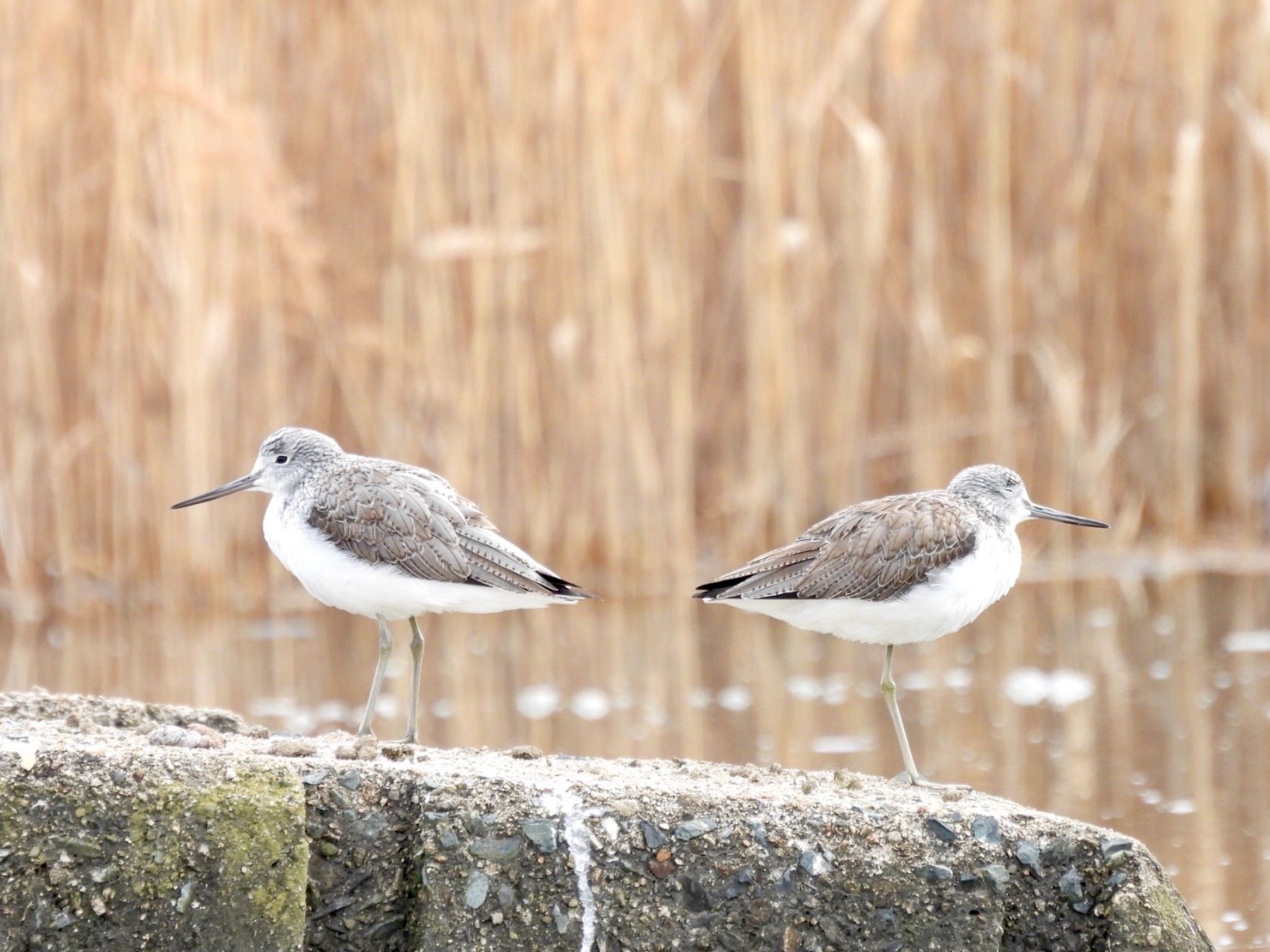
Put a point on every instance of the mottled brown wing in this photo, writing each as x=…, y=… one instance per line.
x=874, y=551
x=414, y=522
•••
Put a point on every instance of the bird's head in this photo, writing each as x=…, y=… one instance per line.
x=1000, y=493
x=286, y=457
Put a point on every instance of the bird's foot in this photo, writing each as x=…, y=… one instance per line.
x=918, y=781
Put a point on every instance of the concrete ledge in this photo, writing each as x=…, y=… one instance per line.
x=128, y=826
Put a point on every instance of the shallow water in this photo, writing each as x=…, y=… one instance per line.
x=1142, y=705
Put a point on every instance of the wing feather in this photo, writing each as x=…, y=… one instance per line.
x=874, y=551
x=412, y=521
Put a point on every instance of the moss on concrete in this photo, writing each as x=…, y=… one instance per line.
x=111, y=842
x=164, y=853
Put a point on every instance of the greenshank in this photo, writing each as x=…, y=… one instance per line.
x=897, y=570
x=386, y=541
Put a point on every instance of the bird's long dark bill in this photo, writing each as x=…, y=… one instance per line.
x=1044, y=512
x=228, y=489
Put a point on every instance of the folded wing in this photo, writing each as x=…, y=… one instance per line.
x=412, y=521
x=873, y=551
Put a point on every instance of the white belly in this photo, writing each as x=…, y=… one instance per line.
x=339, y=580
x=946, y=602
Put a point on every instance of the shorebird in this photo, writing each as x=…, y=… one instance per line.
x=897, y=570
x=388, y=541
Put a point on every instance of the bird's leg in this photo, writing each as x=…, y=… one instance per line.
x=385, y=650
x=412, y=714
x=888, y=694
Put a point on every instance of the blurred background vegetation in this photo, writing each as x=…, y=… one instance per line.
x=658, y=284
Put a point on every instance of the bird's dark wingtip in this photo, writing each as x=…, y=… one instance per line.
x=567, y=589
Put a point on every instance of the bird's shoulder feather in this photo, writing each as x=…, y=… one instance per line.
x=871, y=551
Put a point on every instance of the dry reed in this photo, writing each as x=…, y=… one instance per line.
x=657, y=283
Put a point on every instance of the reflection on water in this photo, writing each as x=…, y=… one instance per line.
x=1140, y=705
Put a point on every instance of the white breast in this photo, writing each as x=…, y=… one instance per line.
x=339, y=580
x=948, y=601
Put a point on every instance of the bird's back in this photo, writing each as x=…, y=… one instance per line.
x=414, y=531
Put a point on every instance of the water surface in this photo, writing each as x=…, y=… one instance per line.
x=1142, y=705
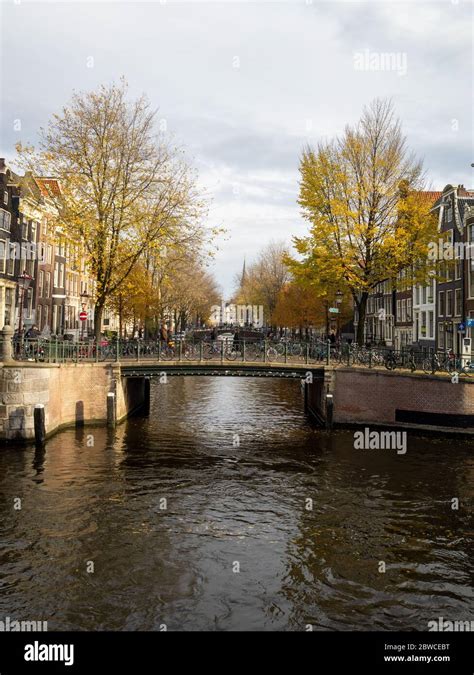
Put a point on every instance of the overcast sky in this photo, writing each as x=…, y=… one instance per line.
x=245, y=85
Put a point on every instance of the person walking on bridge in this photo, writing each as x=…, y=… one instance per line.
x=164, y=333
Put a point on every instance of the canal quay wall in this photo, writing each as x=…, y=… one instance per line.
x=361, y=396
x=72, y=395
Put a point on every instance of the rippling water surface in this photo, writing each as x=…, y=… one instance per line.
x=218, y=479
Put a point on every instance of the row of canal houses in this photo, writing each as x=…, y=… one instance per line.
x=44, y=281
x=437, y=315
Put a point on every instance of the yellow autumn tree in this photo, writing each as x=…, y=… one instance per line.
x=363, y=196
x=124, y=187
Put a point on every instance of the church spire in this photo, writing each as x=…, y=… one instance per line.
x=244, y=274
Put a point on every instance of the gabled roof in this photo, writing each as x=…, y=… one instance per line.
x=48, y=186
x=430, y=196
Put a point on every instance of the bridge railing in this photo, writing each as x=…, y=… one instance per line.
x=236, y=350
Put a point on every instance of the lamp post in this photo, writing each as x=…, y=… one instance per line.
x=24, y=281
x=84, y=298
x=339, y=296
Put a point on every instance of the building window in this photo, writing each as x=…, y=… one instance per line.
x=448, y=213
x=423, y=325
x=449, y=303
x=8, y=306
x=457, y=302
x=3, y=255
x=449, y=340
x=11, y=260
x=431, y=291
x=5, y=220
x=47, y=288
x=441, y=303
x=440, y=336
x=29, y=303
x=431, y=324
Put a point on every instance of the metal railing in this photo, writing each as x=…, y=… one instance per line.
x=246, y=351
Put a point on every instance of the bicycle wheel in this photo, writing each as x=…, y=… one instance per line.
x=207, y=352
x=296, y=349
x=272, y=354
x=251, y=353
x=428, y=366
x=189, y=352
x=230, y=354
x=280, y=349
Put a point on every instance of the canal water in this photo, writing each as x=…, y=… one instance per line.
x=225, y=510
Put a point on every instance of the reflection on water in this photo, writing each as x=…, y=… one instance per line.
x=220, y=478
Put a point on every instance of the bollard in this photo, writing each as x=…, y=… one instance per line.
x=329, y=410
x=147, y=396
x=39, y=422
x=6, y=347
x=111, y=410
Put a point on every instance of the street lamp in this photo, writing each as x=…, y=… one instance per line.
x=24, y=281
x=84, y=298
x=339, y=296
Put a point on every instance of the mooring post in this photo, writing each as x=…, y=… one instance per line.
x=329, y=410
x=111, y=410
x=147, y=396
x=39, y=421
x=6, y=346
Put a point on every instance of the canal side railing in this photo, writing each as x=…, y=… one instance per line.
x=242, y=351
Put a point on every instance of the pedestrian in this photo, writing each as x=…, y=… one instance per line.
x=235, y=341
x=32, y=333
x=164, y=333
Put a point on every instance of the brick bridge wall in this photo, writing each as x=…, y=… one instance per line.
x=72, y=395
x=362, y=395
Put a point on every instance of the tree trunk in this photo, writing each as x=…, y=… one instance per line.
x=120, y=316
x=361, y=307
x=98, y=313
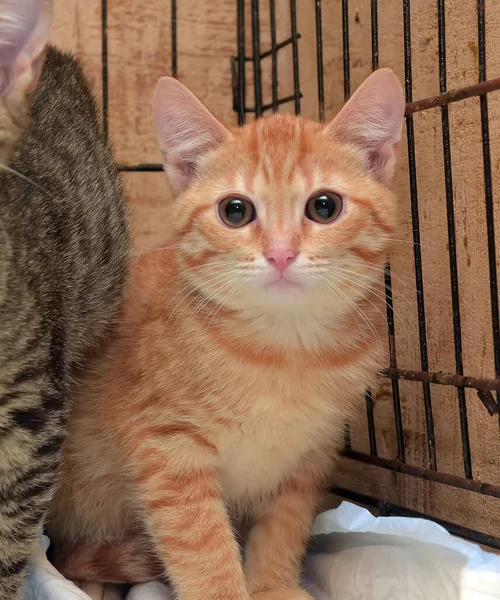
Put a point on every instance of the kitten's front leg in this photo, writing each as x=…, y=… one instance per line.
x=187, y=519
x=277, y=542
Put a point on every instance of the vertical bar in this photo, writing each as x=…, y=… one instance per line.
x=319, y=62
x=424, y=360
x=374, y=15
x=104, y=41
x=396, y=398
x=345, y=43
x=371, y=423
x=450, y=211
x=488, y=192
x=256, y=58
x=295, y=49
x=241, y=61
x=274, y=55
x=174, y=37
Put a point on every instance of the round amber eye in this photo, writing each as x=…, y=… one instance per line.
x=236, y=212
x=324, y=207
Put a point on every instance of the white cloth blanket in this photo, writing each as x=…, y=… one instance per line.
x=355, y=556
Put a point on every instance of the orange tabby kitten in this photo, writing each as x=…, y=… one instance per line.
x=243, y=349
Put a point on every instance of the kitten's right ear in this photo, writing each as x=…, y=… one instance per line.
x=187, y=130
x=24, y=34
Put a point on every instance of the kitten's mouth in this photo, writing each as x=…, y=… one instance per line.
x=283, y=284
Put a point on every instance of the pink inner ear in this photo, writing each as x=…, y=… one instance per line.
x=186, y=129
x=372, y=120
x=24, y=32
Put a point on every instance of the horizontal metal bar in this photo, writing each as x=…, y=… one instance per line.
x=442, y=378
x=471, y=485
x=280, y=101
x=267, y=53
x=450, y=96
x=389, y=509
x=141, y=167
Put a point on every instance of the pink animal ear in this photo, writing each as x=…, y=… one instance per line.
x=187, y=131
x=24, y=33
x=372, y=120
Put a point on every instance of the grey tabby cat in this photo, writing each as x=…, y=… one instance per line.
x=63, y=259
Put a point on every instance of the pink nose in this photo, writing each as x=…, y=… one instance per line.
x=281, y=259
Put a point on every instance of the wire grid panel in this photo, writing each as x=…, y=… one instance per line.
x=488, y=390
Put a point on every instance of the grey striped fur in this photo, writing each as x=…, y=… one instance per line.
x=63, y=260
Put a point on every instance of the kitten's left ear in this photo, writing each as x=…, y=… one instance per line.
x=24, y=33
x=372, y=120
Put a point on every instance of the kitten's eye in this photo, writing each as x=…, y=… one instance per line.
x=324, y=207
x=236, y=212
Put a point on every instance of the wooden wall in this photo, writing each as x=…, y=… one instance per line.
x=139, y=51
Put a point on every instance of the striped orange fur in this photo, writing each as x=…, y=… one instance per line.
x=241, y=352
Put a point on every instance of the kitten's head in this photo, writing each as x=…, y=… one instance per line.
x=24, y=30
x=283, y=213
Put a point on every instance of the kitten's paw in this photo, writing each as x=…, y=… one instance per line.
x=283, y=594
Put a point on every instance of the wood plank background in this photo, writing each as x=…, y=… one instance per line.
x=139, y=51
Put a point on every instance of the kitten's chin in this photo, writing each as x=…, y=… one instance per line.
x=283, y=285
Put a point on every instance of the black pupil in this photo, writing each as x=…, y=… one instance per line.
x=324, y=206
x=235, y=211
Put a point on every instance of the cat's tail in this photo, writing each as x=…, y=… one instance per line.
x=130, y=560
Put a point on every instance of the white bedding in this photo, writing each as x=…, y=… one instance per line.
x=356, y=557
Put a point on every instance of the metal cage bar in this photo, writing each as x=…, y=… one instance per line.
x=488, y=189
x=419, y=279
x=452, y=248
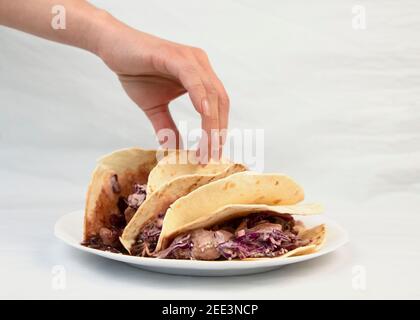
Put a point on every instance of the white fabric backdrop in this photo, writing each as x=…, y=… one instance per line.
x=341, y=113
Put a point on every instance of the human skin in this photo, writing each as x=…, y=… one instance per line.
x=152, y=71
•••
### Exercise details
Lay out the lines above as a numbered list, leaving out any blank lines. Begin at the line containing "Put a point on every instance of the cat's" and stop after the line containing "x=452, y=248".

### Problem solution
1. Put a point on every instance of the cat's tail in this photo, writing each as x=…, y=… one instance per line.
2. x=130, y=560
3. Put a point on every instance of the white bedding in this photo, writing each as x=…, y=… one instance per line.
4. x=356, y=557
5. Put a point on every instance of the metal cage bar in this photo, writing each as x=…, y=… one instance per line.
6. x=488, y=189
7. x=419, y=279
8. x=452, y=248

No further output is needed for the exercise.